[[ Entries provided open ]]

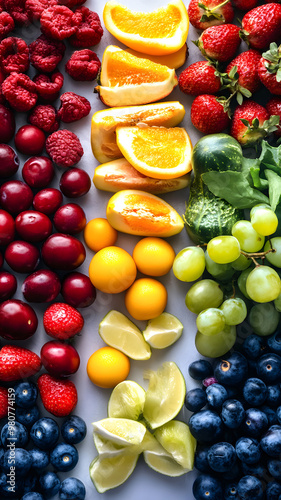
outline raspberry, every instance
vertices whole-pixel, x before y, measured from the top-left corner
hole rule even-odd
[[[25,8],[32,21],[39,21],[43,10],[57,5],[57,0],[26,0]]]
[[[82,21],[78,29],[70,38],[70,43],[74,47],[92,47],[101,41],[103,29],[100,22],[99,15],[96,12],[88,9],[87,7],[80,7],[76,9],[75,13],[80,13]]]
[[[16,111],[29,111],[37,101],[36,85],[23,73],[12,73],[2,83],[2,92]]]
[[[1,14],[0,14],[1,15]],[[0,43],[0,67],[4,73],[25,73],[29,68],[29,49],[22,38],[10,36]]]
[[[58,0],[59,5],[65,5],[69,9],[73,9],[74,7],[82,5],[85,2],[86,0]]]
[[[57,110],[50,104],[35,106],[28,116],[28,121],[31,125],[41,128],[48,134],[55,132],[59,128]]]
[[[65,45],[63,42],[50,40],[45,35],[41,35],[29,45],[29,51],[32,66],[43,73],[51,73],[61,62],[65,53]]]
[[[8,12],[0,11],[0,40],[3,40],[15,27],[14,20]]]
[[[65,92],[60,96],[60,100],[62,104],[58,110],[58,116],[65,123],[81,120],[91,111],[88,99],[74,92]]]
[[[80,12],[72,12],[64,5],[56,5],[43,11],[40,18],[41,31],[55,40],[64,40],[76,33],[81,20]]]
[[[73,167],[83,154],[83,148],[76,134],[70,130],[58,130],[46,140],[46,151],[59,167]]]
[[[35,75],[33,81],[40,100],[45,103],[55,101],[59,97],[63,80],[63,75],[59,71],[55,71],[52,75]]]
[[[5,10],[12,16],[18,26],[30,23],[28,13],[25,9],[26,0],[4,0]]]
[[[95,80],[101,62],[95,52],[90,49],[76,50],[65,65],[65,71],[76,81]]]

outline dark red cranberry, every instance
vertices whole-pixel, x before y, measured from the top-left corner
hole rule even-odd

[[ Entries provided closed ]]

Problem details
All of the lines above should be retyped precisely, apart from the pictures.

Exercise response
outline raspberry, every instance
vertices whole-pixel, x before y, measured from the top-left corner
hole rule even-odd
[[[25,8],[32,21],[39,21],[43,10],[57,5],[57,0],[26,0]]]
[[[82,21],[78,29],[70,38],[70,43],[74,47],[92,47],[101,41],[103,29],[100,22],[99,15],[96,12],[88,9],[87,7],[80,7],[76,9],[75,13],[80,13]]]
[[[16,111],[29,111],[37,101],[36,85],[23,73],[12,73],[2,83],[2,92]]]
[[[1,14],[0,14],[1,15]],[[0,43],[0,67],[4,73],[25,73],[29,68],[29,49],[22,38],[10,36]]]
[[[58,0],[59,5],[65,5],[69,9],[73,9],[74,7],[82,5],[85,2],[86,0]]]
[[[57,110],[50,104],[35,106],[28,116],[28,121],[31,125],[41,128],[48,134],[55,132],[59,128]]]
[[[65,45],[63,42],[50,40],[45,35],[41,35],[29,45],[29,51],[32,66],[43,73],[51,73],[61,62],[65,53]]]
[[[8,12],[0,11],[0,40],[3,40],[15,27],[14,20]]]
[[[65,92],[60,96],[60,100],[62,104],[58,110],[58,116],[65,123],[81,120],[91,111],[88,99],[74,92]]]
[[[80,12],[72,12],[64,5],[56,5],[43,11],[40,18],[41,31],[55,40],[64,40],[76,33],[81,20]]]
[[[73,167],[83,154],[83,148],[76,134],[70,130],[58,130],[46,140],[46,151],[59,167]]]
[[[35,75],[33,81],[40,100],[45,103],[55,101],[59,97],[63,80],[63,75],[59,71],[55,71],[52,75]]]
[[[5,10],[12,16],[18,26],[30,23],[28,13],[25,9],[26,0],[4,0]]]
[[[95,80],[101,62],[95,52],[90,49],[76,50],[65,65],[65,71],[76,81]]]

outline dark red cranberry, every instance
vertices whole-pixel, x before y, measured from the top-left corner
hole rule even-odd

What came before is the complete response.